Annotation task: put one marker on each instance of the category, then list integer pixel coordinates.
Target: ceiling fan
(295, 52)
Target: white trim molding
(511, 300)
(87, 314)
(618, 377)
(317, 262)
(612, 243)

-*-*-

**Task item**
Without altering a single word, reproduce the entries above.

**Solution for this exercise**
Annotation task: put one marker on each instance of the category, then list integer pixel coordinates.
Target: ceiling fan
(295, 52)
Target: white trim molding
(511, 300)
(87, 314)
(618, 377)
(317, 262)
(612, 243)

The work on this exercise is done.